Exercise brief
Write the next part of the printing machinery industry profile, picking up after its last sentence.

Published Apr 06, 2026
SKU # FRRS21052232

Description

Companies in this industry manufacture printing machinery and equipment, including printing presses and binding machinery. Major companies include HP, Presstek, and Xerox (all based in the US); Canon, Komori, and Tokyo Kikai Seisakusho (all based in Japan); and Heidelberger Druckmaschinen, Koenig & Bauer, and manroland Goss web systems (all based in Germany).

Annual growth for the global printing equipment industry is projected to reach about $20 billion by 2032, according to Fortune Business Insights. Top countries for printing machinery production include the UK, China, and India, according to Future Market Insights.

The US printing machinery and equipment manufacturing industry includes about 280 establishments (single-location companies and units of multi-location companies) with combined annual revenue of about $1.9 billion.

The industry does not include manufacturing of textile printers or photographic and photocopying equipment. Home and office printers that connect to a PC are covered in the Computer Peripheral Equipment Manufacturing industry profile.

Stored data

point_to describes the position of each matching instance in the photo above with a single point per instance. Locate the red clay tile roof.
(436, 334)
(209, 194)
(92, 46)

The answer
COMPETITIVE LANDSCAPE

Demand is driven by commercial print volume, which depends primarily on advertising and other business needs for printed material. Profitability of individual companies depends primarily on manufacturing efficiencies. Large companies enjoy economies of scale in purchasing and manufacturing. Small companies can compete effectively by serving niche markets, such as envelope printing. The US industry is highly concentrated: the 50 largest companies generate about 80% of revenue.

Imports account for about 60% of the US market. Major printing machinery import sources for the US are Germany, China, and Japan.

PRODUCTS, OPERATIONS & TECHNOLOGY

Major products of printing machinery and equipment manufacturers include other printing trades (about 20%), parts, attachment, and accessories for printing presses (about 20%), and printing presses, flexographic, sheet-fed and roll-fed (accounted for about 10%). Other products include parts, attachments, and accessories for other printing.

The predominant printing press technology used is offset lithography, but the industry is rapidly transitioning to digital presses for many applications. Other types of printing technologies include rotogravure, flexography, screen printing, and letterpress. Rotogravure is used for high-quality printing and is expensive. Flexography is used primarily for printing on packaging materials. Screen printing has applications ranging from art prints to stationery. An ancient printing technique, letterpress remains popular among hobbyists, but virtually no new equipment is being manufactured.

The offset printing process begins by transferring the image to be printed to a set of plates, usually made of aluminum, plastic, or paper. This preparation of plates is known as the prepress operation. In most instances, digital imaging is used to transfer the image to the plates using negatives. The latest prepress technology uses a direct "computer-to-plate" (CTP) process.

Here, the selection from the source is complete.